The Sachsenspiegel (/de/; Sassen Speyghel; modern Sassenspegel; all literally "Saxon Mirror") is one of the most important law books and custumals compiled during the Holy Roman Empire. Originating between 1220 and 1235 as a record of local customary law and rulings, it was used in places until as late as 1900. Some legal principles recorded in the Sachsenspiegel continued to apply into recent time laws. It is important not only for its lasting effect on later German and Dutch law but also as an early example of written prose in a Low German language. The Sachsenspiegel is the first comprehensive law book not in Latin, but in Middle Low German. A Latin edition is known to have existed, but only fragmented chapters remain.

==History==
The Sachsenspiegel was one of the first prose works written in the Middle Low German language. The original title is Sassen Speyghel, Sachsenspiegel being a later German translation. It is believed to have been compiled and translated from Latin by the Saxon administrator Eike of Repgow at the behest of his liege lord Count Hoyer of Falkenstein in the years 1220 to 1235. Where the original was compiled is unclear. It was thought to have been written at Burg Falkenstein, but in 2007 Peter Landau, an expert in medieval canon law, suggested that it may have been written at the monastery of Altzelle (now Altzella).

==Opposition from the church==
During the 14th century, Augustinian friar Johannes Klenkok of lower Saxony opposed the Sachsenspiegel in a pamphlet known as Decadicon because he considered ten articles or principles to contradict the Christian gospel and decisions of the church of Rome, collected as Corpus Juris Canonici. Klenkok presents criticisms on Sachsenspiegel's views of ecclesiastical and secular authorities, court procedure and private law. His position was that papal authority outrules every discussion of matters as legitimate procedure, the limitations of hereditary rights, the extent of testamentary power, the rights of novices and monks to family property, and the authority that determines superior and inferior legal norms and court decisions. So Klenkok's position was fundamentally a simple one: Papal authority supersedes every other political and legal authority.

**EXTRACTED RECORDS**

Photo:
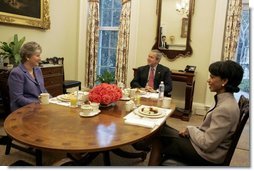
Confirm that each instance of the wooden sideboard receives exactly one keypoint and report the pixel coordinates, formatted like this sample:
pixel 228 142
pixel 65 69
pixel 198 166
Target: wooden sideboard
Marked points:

**TASK TO COMPLETE**
Continue the text on the Sachsenspiegel from the point where it stops.

**YOUR RESPONSE**
The work sparked broad societal embitterment and irritation; the counselors of the city of Magdeburg, for instance, wrote warning letters to 400 or more cities, princes and lords that an Augustinian brother was trying to weaken Saxon law. Following a written debate, Klenkok did expand his Decadicon to twenty-one propositions of Saxon law and turned to his former disciple, French canonist, and cardinal of the Curia in Avignon, Pierre de la Vergne. In the end, Pope Gregory XI condemned 14 articles with his papal bull Salvator Humani Generis that was issued in 1374, but this did not reduce the success of the Sachsenspiegel. This controversy must be placed in the context of heavy papal inquisition campaigns against citizens opposing opinions of the church.

==Influence==
The rules, laws, court decisions and principles compiled in the Sachsenspiegel have been influenced by much older (provincial) Roman law principles.

The Sachsenspiegel served as a model for law books in German (Middle High German) like the Augsburger Sachsenspiegel, the Deutschenspiegel, and the Schwabenspiegel. The Duchy of Saxony covered most of what nowadays is the northwestern part of Germany and eastern part of the Netherlands, but the rules spread more widely. The state of Utrecht, for instance, in 1632 knew the rule "Who comes first, grinds first", as published in the Placaatboek, a collection of decisions, rulings and local laws. The rule that married women stood under the custody of their husband, meaning that they could legally not act and had no say in juridical or childraising matters, was a rule of law in the Netherlands until 1956, in Belgium until 1958.

In Prussia, the Sachsenspiegel was used until the introduction of the Allgemeines Landrecht für die preußischen Staaten [General Land Law for the Prussian States] in 1794. In Saxony, it was used until the introduction of the Saxon Civil Code in 1865. In Anhalt and Thuringia, the Sachsenspiegel was not replaced until the introduction of the German Civil Code in 1900. Its precedents continued to be cited as pertinent case law as recently as 1932 by the Reichsgericht (Supreme Court of the Reich) (RGZ 137, 373).

The influence of the Sachsenspiegel, or at least parallels with it, can still be found in modern German and Dutch law, for instance in inheritance law, the law of neighborly relations (Nachbarrecht; e.g., nuisance, party walls, etc.) or usufructuary rights. The Sachsenspiegel is also important because, for the first time in history, the institution of slavery itself is condemned, because it is a violation of man's likeness to God.

The Sachsenspiegel contains two branches of law: common law and feudal law.

==Saxon custom==
Saxon customary law, or Landrecht, was the law of free people including the peasant sokemanry. It contains important rules and regulations concerning property rights, inheritance, marriage, the delivery of goods, and certain torts (e.g. trespass, nuisance). It also treats criminal law and the composition of courts. In other words, it deals with criminal and civil law. The customs of the people were not a stand-alone pack of laws but influenced by older law systems like Roman law.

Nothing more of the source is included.